▸ JOB
Report every line of the material below that contains the word "dark", copying each such line in full.

━━━━━━

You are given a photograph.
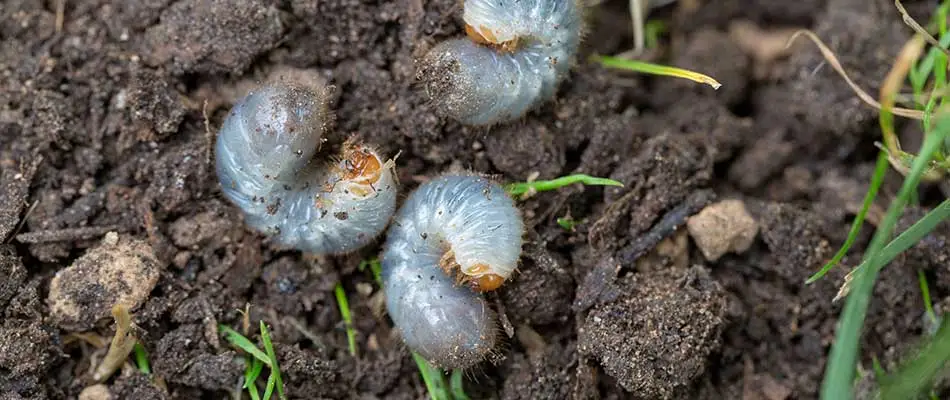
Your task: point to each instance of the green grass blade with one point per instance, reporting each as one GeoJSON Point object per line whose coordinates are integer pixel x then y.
{"type": "Point", "coordinates": [269, 388]}
{"type": "Point", "coordinates": [347, 318]}
{"type": "Point", "coordinates": [520, 188]}
{"type": "Point", "coordinates": [655, 69]}
{"type": "Point", "coordinates": [457, 386]}
{"type": "Point", "coordinates": [253, 372]}
{"type": "Point", "coordinates": [839, 375]}
{"type": "Point", "coordinates": [879, 172]}
{"type": "Point", "coordinates": [652, 31]}
{"type": "Point", "coordinates": [274, 367]}
{"type": "Point", "coordinates": [917, 375]}
{"type": "Point", "coordinates": [375, 266]}
{"type": "Point", "coordinates": [879, 372]}
{"type": "Point", "coordinates": [916, 232]}
{"type": "Point", "coordinates": [250, 378]}
{"type": "Point", "coordinates": [925, 293]}
{"type": "Point", "coordinates": [141, 358]}
{"type": "Point", "coordinates": [432, 377]}
{"type": "Point", "coordinates": [244, 343]}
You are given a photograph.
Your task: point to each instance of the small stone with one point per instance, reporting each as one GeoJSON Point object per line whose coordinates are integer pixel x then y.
{"type": "Point", "coordinates": [723, 227]}
{"type": "Point", "coordinates": [118, 271]}
{"type": "Point", "coordinates": [95, 392]}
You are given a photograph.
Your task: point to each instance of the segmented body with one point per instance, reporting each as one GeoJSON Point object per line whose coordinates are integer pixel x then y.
{"type": "Point", "coordinates": [457, 224]}
{"type": "Point", "coordinates": [265, 161]}
{"type": "Point", "coordinates": [517, 53]}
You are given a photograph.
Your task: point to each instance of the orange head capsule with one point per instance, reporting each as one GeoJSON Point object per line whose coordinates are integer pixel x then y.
{"type": "Point", "coordinates": [487, 282]}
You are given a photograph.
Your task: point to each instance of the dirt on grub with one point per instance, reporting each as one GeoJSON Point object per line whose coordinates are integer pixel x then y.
{"type": "Point", "coordinates": [103, 128]}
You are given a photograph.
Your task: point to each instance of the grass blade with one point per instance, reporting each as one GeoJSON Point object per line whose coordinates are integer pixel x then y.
{"type": "Point", "coordinates": [876, 180]}
{"type": "Point", "coordinates": [253, 372]}
{"type": "Point", "coordinates": [250, 378]}
{"type": "Point", "coordinates": [839, 375]}
{"type": "Point", "coordinates": [344, 306]}
{"type": "Point", "coordinates": [269, 388]}
{"type": "Point", "coordinates": [655, 69]}
{"type": "Point", "coordinates": [836, 65]}
{"type": "Point", "coordinates": [141, 358]}
{"type": "Point", "coordinates": [432, 377]}
{"type": "Point", "coordinates": [274, 367]}
{"type": "Point", "coordinates": [925, 293]}
{"type": "Point", "coordinates": [917, 375]}
{"type": "Point", "coordinates": [244, 343]}
{"type": "Point", "coordinates": [457, 386]}
{"type": "Point", "coordinates": [522, 188]}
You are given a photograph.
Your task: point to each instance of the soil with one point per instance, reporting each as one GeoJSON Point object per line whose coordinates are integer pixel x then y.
{"type": "Point", "coordinates": [107, 117]}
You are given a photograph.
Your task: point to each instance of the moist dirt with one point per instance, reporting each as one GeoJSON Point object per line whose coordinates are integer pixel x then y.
{"type": "Point", "coordinates": [108, 112]}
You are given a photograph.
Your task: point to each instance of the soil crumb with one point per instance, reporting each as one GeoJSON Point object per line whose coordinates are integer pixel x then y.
{"type": "Point", "coordinates": [656, 336]}
{"type": "Point", "coordinates": [116, 272]}
{"type": "Point", "coordinates": [723, 227]}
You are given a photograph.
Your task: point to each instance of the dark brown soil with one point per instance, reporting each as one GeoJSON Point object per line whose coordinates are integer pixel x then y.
{"type": "Point", "coordinates": [102, 129]}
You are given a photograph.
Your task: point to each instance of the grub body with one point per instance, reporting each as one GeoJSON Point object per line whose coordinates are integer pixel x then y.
{"type": "Point", "coordinates": [476, 224]}
{"type": "Point", "coordinates": [515, 56]}
{"type": "Point", "coordinates": [268, 162]}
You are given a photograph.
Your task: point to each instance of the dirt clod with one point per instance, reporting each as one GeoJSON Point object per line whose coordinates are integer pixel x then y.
{"type": "Point", "coordinates": [656, 336]}
{"type": "Point", "coordinates": [721, 228]}
{"type": "Point", "coordinates": [211, 36]}
{"type": "Point", "coordinates": [96, 392]}
{"type": "Point", "coordinates": [13, 273]}
{"type": "Point", "coordinates": [118, 271]}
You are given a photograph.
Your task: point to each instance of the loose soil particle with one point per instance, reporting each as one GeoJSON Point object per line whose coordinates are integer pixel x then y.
{"type": "Point", "coordinates": [103, 125]}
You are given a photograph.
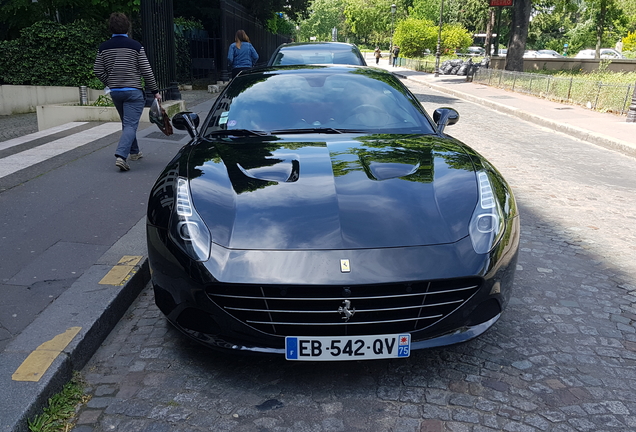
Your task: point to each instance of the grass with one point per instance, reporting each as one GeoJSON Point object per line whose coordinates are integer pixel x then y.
{"type": "Point", "coordinates": [59, 415]}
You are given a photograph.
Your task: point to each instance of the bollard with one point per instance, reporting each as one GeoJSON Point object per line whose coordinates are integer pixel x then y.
{"type": "Point", "coordinates": [83, 95]}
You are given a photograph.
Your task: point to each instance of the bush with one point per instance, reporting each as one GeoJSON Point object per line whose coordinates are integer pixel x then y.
{"type": "Point", "coordinates": [414, 36]}
{"type": "Point", "coordinates": [455, 37]}
{"type": "Point", "coordinates": [53, 54]}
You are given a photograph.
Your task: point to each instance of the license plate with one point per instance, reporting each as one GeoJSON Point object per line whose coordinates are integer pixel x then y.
{"type": "Point", "coordinates": [347, 347]}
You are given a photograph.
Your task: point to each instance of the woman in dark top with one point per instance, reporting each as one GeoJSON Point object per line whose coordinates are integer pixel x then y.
{"type": "Point", "coordinates": [241, 54]}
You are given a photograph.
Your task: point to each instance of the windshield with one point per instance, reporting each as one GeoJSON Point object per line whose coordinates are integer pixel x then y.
{"type": "Point", "coordinates": [313, 100]}
{"type": "Point", "coordinates": [318, 54]}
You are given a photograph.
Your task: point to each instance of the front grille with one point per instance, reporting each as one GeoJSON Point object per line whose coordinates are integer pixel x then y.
{"type": "Point", "coordinates": [310, 310]}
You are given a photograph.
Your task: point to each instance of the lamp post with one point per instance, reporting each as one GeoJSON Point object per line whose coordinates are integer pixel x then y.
{"type": "Point", "coordinates": [439, 38]}
{"type": "Point", "coordinates": [393, 8]}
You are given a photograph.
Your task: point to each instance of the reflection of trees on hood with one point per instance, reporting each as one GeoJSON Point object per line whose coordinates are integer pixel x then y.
{"type": "Point", "coordinates": [248, 153]}
{"type": "Point", "coordinates": [413, 151]}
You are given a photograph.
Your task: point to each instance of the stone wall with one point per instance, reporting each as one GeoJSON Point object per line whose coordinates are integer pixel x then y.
{"type": "Point", "coordinates": [25, 99]}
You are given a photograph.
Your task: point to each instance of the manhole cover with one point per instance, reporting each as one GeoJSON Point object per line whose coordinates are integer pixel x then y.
{"type": "Point", "coordinates": [160, 135]}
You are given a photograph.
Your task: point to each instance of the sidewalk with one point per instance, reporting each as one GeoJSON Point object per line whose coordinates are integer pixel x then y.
{"type": "Point", "coordinates": [21, 400]}
{"type": "Point", "coordinates": [65, 335]}
{"type": "Point", "coordinates": [602, 129]}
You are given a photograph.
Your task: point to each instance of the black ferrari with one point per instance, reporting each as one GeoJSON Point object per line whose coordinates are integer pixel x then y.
{"type": "Point", "coordinates": [319, 213]}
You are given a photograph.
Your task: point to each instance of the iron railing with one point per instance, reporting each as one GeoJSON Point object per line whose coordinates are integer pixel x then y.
{"type": "Point", "coordinates": [235, 17]}
{"type": "Point", "coordinates": [614, 98]}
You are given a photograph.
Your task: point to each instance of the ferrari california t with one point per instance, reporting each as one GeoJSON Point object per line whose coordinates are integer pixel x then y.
{"type": "Point", "coordinates": [319, 213]}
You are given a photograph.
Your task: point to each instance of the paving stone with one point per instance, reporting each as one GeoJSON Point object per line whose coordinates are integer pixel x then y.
{"type": "Point", "coordinates": [560, 359]}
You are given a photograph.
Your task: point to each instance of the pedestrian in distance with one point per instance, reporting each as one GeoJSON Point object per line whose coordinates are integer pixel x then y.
{"type": "Point", "coordinates": [396, 53]}
{"type": "Point", "coordinates": [241, 55]}
{"type": "Point", "coordinates": [120, 64]}
{"type": "Point", "coordinates": [378, 55]}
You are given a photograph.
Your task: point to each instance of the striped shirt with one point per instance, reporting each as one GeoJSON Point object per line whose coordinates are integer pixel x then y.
{"type": "Point", "coordinates": [121, 62]}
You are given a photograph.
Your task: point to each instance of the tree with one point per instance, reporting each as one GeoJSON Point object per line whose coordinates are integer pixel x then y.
{"type": "Point", "coordinates": [518, 35]}
{"type": "Point", "coordinates": [414, 36]}
{"type": "Point", "coordinates": [369, 20]}
{"type": "Point", "coordinates": [324, 15]}
{"type": "Point", "coordinates": [265, 9]}
{"type": "Point", "coordinates": [18, 14]}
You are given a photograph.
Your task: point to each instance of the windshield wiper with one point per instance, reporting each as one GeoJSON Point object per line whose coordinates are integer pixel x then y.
{"type": "Point", "coordinates": [239, 132]}
{"type": "Point", "coordinates": [314, 130]}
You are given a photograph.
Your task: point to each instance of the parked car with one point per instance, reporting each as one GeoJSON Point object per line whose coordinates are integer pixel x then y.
{"type": "Point", "coordinates": [317, 53]}
{"type": "Point", "coordinates": [548, 54]}
{"type": "Point", "coordinates": [319, 213]}
{"type": "Point", "coordinates": [606, 53]}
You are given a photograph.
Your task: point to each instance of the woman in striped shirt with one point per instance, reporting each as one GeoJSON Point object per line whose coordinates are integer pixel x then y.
{"type": "Point", "coordinates": [120, 64]}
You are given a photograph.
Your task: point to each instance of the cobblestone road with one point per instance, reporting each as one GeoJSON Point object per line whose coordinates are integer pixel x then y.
{"type": "Point", "coordinates": [561, 358]}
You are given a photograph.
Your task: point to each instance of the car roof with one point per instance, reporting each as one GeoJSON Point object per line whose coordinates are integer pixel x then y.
{"type": "Point", "coordinates": [329, 68]}
{"type": "Point", "coordinates": [332, 45]}
{"type": "Point", "coordinates": [301, 53]}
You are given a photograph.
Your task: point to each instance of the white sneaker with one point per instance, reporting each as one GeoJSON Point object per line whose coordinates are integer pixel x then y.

━━━━━━

▸ RESPONSE TO THE TASK
Your task: point to each instance of the dark brown soil with one point per instance, reporting each as one GeoJSON Point object per line whose coordinates are integer pixel x then y.
Your task: point to each instance of the woman in dark top with one point per instance, reporting each as one GeoJSON Point object per line whose coordinates are integer pixel x then y.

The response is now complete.